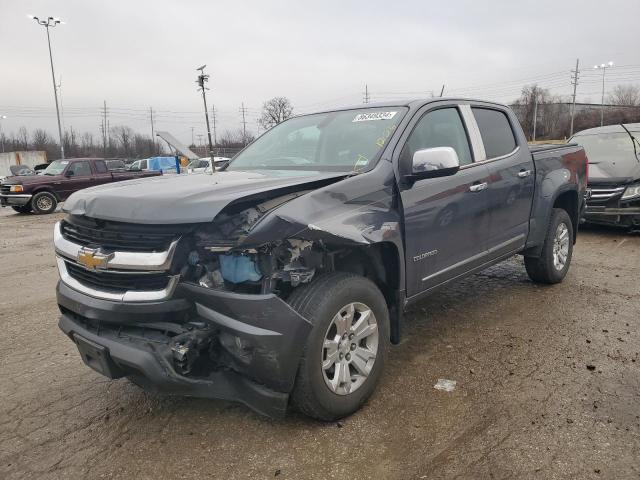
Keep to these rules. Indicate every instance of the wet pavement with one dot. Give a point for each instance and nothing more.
(547, 386)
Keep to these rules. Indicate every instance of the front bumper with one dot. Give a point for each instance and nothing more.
(17, 200)
(244, 347)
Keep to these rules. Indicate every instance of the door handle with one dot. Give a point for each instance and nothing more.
(478, 187)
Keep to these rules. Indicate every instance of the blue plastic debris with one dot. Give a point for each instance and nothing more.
(238, 269)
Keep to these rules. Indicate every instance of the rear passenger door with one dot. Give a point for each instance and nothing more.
(511, 183)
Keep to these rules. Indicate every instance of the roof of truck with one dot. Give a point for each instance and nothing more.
(412, 103)
(633, 127)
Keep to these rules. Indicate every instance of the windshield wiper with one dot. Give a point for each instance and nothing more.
(634, 141)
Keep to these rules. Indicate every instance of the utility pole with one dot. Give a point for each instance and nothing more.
(535, 115)
(603, 67)
(105, 128)
(202, 79)
(574, 82)
(2, 117)
(51, 22)
(153, 135)
(213, 114)
(244, 124)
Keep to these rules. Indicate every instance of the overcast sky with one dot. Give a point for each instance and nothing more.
(143, 53)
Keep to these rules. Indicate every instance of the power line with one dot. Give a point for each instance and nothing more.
(213, 114)
(202, 79)
(574, 82)
(244, 124)
(153, 136)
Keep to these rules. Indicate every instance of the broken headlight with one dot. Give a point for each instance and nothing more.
(632, 191)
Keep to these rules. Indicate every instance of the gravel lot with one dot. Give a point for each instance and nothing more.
(548, 386)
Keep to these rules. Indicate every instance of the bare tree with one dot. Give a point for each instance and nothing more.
(274, 111)
(234, 139)
(628, 95)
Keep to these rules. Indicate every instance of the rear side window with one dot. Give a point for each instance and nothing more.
(79, 169)
(496, 132)
(101, 167)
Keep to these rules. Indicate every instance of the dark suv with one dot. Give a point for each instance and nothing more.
(614, 174)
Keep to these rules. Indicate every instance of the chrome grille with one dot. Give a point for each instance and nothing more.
(118, 282)
(111, 237)
(128, 276)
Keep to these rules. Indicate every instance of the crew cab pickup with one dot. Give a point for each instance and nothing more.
(41, 193)
(282, 279)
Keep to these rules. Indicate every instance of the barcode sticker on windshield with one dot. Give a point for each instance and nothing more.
(365, 117)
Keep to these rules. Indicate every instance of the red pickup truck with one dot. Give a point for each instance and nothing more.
(41, 193)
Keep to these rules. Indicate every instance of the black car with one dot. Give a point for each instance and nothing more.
(614, 174)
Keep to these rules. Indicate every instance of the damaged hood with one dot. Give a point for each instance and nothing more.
(175, 199)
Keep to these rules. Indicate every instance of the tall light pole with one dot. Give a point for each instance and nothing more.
(2, 117)
(603, 67)
(201, 81)
(51, 22)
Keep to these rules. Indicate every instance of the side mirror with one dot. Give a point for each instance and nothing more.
(434, 162)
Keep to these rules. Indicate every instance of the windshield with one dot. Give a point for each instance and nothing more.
(344, 141)
(607, 147)
(56, 167)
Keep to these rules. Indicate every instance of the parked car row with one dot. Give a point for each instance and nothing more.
(42, 193)
(283, 280)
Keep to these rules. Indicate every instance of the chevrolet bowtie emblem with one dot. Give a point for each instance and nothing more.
(93, 259)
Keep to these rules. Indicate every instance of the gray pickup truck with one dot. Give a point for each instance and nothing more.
(282, 279)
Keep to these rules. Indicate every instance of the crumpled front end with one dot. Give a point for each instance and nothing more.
(200, 309)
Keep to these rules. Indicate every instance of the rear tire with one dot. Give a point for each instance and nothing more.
(24, 209)
(553, 263)
(44, 203)
(344, 355)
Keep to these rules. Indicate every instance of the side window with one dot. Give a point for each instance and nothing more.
(495, 131)
(80, 169)
(101, 167)
(438, 128)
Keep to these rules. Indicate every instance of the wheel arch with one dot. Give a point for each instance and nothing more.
(381, 263)
(569, 202)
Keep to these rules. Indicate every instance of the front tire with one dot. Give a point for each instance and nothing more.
(344, 355)
(44, 203)
(553, 263)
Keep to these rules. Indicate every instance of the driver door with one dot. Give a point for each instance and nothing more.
(446, 218)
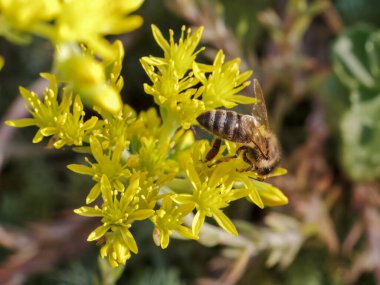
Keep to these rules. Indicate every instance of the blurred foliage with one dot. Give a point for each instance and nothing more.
(355, 11)
(356, 62)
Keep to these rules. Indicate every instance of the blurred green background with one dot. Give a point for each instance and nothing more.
(319, 65)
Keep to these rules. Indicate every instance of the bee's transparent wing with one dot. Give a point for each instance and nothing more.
(259, 110)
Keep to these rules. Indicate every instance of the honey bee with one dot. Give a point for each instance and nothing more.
(258, 145)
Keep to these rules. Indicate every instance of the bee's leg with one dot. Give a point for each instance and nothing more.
(214, 149)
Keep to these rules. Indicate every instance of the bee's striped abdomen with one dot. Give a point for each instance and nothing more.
(225, 124)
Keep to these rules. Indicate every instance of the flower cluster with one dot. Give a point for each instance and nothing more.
# # # # # # #
▶ **WHAT THE TASK REQUIRES**: From the entries above, output every line exactly and omit any image.

▶ **COMPLETED EXERCISE**:
Keep to these rules. Indicate every instance of the wet pavement with one dot. Give a point for each instance and nothing more.
(547, 386)
Keep to these rules. Indicate every instance of the front bumper with one dot. Give a point for each instance and nothing more.
(17, 200)
(244, 347)
Keep to these rules. Indicate every instance of the door handle with one dot. Give a point for each instance and nothing more.
(478, 187)
Keep to these rules. Indicate every instance of the blue plastic debris with one dot. Give a point for each instance and nothing more.
(238, 269)
Keep to these rules. Indicate every instance of the rear passenger door with one dot. Give a point for each instance and nothing more.
(511, 183)
Keep to these rules. Indicate every instance of the roof of truck with one dot. Give a point for each instance and nothing more.
(412, 103)
(633, 127)
Keep to these rules. Indicate every instance of the windshield wiper with one dot. Give a point for each instance and nothing more.
(634, 141)
Keep to these rules. Indicate every instance of the utility pole with one dot. Give a point for each instance and nothing more.
(535, 115)
(603, 67)
(105, 128)
(202, 79)
(574, 82)
(2, 117)
(51, 22)
(153, 135)
(213, 114)
(244, 124)
Keep to these rules. Indicate every instance of the overcast sky with one dot. Give a point for each instance and nothing more.
(143, 53)
Keep to these rules. Indicate every instance of the power line with one dot. Give a point for each instance and nothing more.
(213, 114)
(202, 79)
(574, 82)
(244, 124)
(153, 136)
Keep to these rules. Indicate every instance of the broken headlight with one dot. Give a point for each instance and nothing more.
(632, 191)
Keep to these rules. Indicate every instance of the gravel lot with one dot. Give a point for each instance and nothing more.
(548, 386)
Keep to these rules. Indicate every instance of the bare tree with one dot. Give a point for each instance and nothing more.
(274, 111)
(234, 139)
(628, 95)
Keep to these rules. Indicate every instance of the rear side window with one dot. Give a point for each instance and nothing more.
(79, 169)
(496, 132)
(101, 167)
Keep to these rules. Indicate every instance of the dark suv with one dot. Give a point for each instance and nothing more.
(614, 174)
Keep to these rules. Indicate every instance of the chrome grille with one dot. Give a point for each instance and nothing more.
(118, 282)
(111, 237)
(128, 276)
Keep to these rules. Indicate every instance of the crew cab pickup with one dot. Give a point for each instance and nothing more.
(41, 193)
(282, 279)
Keep to these rules. Indicate every instance of the barcode sticker on windshield with one dot. Give a point for each instance and nothing more.
(365, 117)
Keep to these rules. Indicate every instance of the red pickup truck with one dot. Give a point for each instance and nothing more.
(41, 193)
Keep to these rules. Indicate every instance of the black car with one dot. Give a point for each instance and nothing more.
(614, 174)
Keep to these rules. Indicate every instance of the damaged hood with one dot. Give a point for each instance and nothing more.
(175, 199)
Keep to these rules. Indicate every instance of the tall light pole with one dot. Give a point for each instance and nothing more.
(2, 117)
(603, 67)
(201, 81)
(51, 22)
Keep to these rules. Indicate every instance of the side mirror with one dot. Give a point for each instance and nothing more.
(434, 162)
Keep to these rules. Indicate every instance of the windshield with one dot. Give a point for each instance and nothing more.
(344, 141)
(607, 147)
(56, 167)
Keep to these rules. Indicate every instance of the parked car row with one dot. Give a point for each instance and nothing more.
(42, 193)
(283, 280)
Keep to these rules. Indicate every instance of the chevrolet bowtie emblem with one dot. Give a point for each instance and nothing more.
(93, 259)
Keep to these rules. Indicate every instance of the gray pickup truck with one dot. Give a point for each instance and nothing more.
(282, 279)
Keep to these rules. Indicate every instance of the crumpled front end with one dot. Give a point for each instance and nothing more.
(200, 309)
Keep to these rules. Indicate every instance of the rear tire with one dot. Give a point for each instance and nothing more.
(24, 209)
(553, 263)
(44, 203)
(344, 355)
Keep to these rules. Indicate every instance of the side window with one dot. Give a point for each instance and nothing more.
(495, 131)
(80, 169)
(101, 167)
(438, 128)
Keep to these rules. Indicate every instance of the wheel arch with one dot. Give a point for each instance and nothing more.
(381, 263)
(569, 202)
Keep to these rules. Indicate every instance of the front tire with one dot. Give a point for each instance and nothing more.
(344, 355)
(44, 203)
(553, 263)
Keep to these rules. Indicate every instance of the driver door with one dot. Give a point for each instance and nothing more.
(446, 218)
Keep to these rules. Indicate every instance of the blurred foliage with one dot. Give a point for each instance and nothing more.
(355, 11)
(356, 62)
Keep to these rules. Indicate every instance of the blurred green background with one dot. Give a point for each instance and nothing more.
(319, 65)
Keep to these rules. Indicate every instance of the bee's transparent wing with one dot. Give a point for each instance and nothing more.
(259, 110)
Keep to these rules. Indicate every instance of the honey bee with one dot. Give a point for each instance and nothing more.
(258, 145)
Keep to these rules. Indicate every instance of the bee's leg with one dot. Give a point for each instance and nothing more.
(214, 149)
Keep to these rules. Indicate every instance of the bee's striped abdomen with one dot. Give a point for each instance and nothing more.
(225, 124)
Keep to these rules. Indicate every instance of the flower cluster with one dot. Give a point for each instance and nothing more.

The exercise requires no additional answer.